To do
The answer should be an exact copy of the lines from the line with "If you could point out the green leafy" through the last line of the entries, and no other lines.
** Given entries follows **
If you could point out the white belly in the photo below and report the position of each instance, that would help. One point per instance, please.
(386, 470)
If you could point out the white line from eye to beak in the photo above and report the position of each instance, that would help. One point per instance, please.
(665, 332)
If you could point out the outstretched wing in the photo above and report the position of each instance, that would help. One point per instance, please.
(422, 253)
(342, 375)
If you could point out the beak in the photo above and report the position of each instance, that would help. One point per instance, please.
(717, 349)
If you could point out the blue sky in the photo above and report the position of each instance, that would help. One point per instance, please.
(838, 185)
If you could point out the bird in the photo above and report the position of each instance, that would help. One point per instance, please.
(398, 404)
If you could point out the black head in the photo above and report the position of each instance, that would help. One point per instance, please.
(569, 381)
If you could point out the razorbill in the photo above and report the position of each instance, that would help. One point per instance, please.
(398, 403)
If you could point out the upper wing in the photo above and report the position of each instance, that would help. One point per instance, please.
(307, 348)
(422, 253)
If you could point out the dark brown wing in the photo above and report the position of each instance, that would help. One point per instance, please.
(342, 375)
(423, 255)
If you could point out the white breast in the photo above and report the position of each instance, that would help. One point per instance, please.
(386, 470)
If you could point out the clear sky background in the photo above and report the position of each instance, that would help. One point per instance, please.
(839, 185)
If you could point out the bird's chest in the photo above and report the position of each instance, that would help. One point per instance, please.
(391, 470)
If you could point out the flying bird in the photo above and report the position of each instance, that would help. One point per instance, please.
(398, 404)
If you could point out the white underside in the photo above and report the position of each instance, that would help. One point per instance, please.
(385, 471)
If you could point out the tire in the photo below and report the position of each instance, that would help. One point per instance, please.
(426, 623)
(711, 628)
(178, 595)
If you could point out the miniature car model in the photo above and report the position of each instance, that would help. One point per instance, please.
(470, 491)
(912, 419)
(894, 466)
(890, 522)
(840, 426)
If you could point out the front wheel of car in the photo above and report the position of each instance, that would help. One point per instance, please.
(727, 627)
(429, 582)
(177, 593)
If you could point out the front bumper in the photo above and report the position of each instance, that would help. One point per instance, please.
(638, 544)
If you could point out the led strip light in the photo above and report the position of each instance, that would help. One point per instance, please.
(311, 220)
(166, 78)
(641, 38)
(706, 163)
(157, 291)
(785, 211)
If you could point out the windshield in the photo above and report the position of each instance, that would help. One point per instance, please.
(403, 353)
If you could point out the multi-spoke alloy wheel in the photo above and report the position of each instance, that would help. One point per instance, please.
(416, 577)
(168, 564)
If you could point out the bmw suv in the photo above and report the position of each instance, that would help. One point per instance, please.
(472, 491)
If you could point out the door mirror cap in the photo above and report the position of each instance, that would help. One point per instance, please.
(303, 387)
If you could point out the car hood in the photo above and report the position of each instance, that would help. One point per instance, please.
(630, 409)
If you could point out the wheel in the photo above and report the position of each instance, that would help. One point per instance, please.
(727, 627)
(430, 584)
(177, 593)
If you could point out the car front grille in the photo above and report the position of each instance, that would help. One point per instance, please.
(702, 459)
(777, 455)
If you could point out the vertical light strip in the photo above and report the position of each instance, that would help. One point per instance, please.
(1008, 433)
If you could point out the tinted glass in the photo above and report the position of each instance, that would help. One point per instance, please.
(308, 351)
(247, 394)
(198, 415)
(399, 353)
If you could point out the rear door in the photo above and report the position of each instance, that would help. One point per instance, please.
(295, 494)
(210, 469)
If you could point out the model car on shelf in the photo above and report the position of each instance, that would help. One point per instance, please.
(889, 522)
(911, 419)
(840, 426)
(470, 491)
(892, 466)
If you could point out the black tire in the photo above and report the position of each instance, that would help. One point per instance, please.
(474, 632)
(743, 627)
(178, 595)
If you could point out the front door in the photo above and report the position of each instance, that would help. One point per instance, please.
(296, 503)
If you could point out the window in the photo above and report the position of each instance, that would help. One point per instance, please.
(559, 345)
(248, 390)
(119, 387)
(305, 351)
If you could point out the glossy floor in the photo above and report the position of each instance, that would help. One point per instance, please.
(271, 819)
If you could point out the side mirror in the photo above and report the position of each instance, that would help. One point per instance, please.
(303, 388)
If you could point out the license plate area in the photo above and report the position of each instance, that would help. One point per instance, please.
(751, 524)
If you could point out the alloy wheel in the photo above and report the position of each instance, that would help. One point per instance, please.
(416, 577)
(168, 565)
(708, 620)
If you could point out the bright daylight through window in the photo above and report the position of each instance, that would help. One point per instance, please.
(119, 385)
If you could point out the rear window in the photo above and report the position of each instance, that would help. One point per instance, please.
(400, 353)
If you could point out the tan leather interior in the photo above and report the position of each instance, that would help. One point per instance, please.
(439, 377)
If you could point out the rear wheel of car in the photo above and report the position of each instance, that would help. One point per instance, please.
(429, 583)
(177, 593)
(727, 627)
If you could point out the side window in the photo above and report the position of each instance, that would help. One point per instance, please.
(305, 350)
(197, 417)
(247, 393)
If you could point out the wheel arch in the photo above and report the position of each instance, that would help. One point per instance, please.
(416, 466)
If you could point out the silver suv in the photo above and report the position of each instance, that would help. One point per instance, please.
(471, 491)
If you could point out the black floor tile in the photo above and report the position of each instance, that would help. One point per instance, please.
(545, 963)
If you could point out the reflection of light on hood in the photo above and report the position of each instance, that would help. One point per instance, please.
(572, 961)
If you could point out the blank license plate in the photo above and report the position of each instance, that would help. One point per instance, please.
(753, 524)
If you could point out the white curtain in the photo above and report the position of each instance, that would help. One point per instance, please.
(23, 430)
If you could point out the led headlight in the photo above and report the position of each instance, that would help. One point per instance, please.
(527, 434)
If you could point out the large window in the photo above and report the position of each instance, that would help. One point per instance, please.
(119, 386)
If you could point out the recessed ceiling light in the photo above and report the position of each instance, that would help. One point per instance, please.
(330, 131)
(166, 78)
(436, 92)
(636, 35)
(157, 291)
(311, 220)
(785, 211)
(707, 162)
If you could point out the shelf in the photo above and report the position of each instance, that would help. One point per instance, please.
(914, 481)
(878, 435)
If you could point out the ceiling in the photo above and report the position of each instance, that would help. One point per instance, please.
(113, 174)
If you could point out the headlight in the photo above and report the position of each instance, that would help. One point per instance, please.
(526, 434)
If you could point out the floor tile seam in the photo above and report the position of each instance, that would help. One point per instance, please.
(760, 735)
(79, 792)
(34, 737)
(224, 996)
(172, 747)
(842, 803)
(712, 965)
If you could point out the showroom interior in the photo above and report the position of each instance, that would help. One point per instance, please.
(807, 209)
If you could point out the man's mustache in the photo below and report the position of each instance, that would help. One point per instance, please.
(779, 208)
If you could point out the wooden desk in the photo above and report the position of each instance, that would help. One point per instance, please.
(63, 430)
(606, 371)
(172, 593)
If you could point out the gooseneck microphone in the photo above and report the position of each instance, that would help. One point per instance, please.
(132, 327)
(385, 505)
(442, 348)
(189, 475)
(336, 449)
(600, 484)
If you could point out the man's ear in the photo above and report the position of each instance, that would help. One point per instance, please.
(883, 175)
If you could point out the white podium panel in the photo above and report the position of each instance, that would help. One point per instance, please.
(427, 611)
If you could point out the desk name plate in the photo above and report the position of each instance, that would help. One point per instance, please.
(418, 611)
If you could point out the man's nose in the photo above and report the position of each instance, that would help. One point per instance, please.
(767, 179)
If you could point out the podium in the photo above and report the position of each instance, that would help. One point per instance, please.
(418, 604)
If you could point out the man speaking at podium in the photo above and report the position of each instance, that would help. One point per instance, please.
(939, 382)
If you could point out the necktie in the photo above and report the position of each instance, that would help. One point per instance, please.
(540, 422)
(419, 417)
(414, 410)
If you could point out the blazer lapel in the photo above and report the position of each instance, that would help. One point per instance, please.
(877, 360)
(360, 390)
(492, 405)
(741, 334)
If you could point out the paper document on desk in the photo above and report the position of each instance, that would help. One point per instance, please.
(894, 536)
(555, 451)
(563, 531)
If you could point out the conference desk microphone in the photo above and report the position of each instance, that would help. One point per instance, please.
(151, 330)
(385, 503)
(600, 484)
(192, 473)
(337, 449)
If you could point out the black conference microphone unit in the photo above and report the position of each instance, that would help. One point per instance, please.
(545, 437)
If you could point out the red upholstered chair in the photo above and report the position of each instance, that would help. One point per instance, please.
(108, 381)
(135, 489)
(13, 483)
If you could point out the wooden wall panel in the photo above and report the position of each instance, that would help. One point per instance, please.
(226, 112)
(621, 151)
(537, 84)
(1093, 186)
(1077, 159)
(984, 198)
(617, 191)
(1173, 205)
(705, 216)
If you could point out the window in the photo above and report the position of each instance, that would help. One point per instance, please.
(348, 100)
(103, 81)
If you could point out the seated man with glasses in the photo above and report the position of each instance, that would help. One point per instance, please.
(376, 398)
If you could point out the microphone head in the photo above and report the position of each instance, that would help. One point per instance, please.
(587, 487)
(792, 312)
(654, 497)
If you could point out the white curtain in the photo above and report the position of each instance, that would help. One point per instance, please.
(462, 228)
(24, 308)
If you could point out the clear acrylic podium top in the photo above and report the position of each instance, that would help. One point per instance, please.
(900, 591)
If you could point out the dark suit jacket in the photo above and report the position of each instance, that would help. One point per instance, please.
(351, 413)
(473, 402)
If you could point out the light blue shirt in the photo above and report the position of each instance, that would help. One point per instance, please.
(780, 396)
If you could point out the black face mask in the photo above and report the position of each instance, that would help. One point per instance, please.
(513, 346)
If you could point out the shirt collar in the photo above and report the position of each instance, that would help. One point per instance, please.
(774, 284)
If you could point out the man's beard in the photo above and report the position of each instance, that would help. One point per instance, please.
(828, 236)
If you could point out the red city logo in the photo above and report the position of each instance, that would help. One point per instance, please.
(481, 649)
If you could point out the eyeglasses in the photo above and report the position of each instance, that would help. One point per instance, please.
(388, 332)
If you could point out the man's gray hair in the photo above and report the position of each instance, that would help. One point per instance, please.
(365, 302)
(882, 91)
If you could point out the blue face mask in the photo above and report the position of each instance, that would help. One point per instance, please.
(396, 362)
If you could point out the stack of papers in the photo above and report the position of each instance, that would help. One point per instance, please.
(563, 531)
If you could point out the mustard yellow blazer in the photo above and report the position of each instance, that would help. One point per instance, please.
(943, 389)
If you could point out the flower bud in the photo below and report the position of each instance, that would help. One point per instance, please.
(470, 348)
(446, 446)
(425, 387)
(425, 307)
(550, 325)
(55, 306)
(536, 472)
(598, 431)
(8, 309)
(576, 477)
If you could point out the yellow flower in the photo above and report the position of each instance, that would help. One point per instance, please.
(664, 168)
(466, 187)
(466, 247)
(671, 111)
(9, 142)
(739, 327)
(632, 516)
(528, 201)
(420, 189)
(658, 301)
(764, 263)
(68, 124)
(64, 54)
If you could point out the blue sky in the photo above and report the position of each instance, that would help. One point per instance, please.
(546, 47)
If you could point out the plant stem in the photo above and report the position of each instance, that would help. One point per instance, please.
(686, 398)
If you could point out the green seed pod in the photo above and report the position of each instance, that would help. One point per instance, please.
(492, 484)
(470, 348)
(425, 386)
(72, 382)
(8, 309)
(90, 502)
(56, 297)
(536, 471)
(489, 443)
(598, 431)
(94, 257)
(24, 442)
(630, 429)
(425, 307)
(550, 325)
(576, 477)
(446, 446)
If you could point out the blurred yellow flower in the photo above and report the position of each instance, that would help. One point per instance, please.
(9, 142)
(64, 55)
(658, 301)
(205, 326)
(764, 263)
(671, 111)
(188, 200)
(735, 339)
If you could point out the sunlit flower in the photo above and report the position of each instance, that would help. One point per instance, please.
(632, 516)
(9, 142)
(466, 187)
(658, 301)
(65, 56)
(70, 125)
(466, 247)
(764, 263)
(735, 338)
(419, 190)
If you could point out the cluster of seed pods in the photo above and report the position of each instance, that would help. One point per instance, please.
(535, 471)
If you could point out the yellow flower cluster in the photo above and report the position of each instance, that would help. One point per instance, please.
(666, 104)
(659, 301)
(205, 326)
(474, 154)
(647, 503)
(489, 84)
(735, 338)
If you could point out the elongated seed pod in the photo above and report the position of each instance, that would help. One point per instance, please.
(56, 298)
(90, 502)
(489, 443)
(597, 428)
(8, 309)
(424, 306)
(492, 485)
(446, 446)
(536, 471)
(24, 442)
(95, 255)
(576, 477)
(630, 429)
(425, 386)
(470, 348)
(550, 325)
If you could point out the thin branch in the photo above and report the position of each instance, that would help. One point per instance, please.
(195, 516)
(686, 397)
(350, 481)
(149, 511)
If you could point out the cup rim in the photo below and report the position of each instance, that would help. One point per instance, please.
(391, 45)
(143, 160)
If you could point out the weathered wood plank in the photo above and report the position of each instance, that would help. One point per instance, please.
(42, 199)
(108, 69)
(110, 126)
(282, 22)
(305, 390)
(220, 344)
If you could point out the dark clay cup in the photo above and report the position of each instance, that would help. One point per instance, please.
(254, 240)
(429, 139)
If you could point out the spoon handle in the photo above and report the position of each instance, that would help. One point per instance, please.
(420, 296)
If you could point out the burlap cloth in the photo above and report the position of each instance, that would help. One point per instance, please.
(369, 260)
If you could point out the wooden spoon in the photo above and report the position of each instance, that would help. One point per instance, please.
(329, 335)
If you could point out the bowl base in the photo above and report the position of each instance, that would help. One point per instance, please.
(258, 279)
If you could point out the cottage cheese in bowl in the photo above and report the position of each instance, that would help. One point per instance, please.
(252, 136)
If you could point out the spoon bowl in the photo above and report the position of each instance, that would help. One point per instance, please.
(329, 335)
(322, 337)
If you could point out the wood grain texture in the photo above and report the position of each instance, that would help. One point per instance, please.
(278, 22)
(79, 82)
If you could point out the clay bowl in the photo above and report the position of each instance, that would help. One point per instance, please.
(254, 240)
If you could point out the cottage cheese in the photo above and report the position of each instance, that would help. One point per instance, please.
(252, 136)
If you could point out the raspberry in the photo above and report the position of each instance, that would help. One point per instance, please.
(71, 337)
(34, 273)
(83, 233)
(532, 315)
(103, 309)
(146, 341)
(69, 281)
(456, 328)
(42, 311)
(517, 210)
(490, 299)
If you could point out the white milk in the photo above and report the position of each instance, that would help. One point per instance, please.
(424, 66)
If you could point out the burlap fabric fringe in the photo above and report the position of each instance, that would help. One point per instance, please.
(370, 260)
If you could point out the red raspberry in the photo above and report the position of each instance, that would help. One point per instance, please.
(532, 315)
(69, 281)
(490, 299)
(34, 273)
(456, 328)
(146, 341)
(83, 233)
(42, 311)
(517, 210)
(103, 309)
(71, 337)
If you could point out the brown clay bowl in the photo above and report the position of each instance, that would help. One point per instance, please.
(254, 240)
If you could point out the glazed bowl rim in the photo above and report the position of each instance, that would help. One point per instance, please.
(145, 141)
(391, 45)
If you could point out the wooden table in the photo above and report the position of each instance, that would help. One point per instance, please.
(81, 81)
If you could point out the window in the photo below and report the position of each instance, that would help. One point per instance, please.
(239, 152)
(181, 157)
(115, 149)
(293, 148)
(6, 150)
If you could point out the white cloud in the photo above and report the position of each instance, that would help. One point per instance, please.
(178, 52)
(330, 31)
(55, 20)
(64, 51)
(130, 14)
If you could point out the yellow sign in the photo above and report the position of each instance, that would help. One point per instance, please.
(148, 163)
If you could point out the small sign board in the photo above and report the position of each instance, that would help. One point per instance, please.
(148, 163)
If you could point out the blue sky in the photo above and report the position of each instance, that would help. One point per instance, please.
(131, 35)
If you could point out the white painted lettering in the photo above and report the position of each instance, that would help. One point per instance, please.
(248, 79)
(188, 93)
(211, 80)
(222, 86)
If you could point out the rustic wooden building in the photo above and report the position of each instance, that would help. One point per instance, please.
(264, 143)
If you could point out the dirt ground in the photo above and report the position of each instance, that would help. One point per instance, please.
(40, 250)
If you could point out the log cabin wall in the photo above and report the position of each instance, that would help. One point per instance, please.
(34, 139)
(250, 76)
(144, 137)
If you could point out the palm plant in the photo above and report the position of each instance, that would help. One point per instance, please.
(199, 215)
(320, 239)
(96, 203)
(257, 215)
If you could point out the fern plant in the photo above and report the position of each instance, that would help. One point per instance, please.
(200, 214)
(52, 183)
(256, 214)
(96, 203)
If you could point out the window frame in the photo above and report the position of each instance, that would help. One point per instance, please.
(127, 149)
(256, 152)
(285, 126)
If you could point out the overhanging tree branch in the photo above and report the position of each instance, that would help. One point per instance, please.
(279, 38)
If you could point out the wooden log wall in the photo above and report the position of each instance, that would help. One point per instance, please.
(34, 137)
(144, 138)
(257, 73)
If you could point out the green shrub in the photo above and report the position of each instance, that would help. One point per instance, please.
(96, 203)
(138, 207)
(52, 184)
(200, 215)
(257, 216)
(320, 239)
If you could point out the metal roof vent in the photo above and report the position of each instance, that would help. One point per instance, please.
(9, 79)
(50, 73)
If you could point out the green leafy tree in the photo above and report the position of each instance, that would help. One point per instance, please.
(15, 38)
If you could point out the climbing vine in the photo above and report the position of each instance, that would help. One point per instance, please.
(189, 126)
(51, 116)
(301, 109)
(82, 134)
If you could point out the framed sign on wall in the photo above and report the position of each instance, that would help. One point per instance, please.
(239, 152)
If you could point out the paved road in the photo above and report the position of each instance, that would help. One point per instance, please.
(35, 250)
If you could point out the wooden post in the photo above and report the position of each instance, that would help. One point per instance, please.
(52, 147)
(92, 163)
** End of Given entries **
Exercise answer
If you could point out the green leafy tree in the photo above and report the position of each instance, that would help. One point per instance, please.
(15, 38)
If you could point out the climbing vine in the photo above and report the position of each instance, that would help. One point per instance, please.
(189, 126)
(51, 116)
(301, 109)
(82, 134)
If you could point out the framed sign on wall in the photo above and report the position of each instance, that would help. One point per instance, please.
(239, 152)
If you could point out the paved road in the photo above and report the position of each instance, that would help. One point per instance, please.
(35, 250)
If you could point out the wooden post in the photo above and report the position of each instance, that would help. One point per instance, please.
(52, 147)
(92, 163)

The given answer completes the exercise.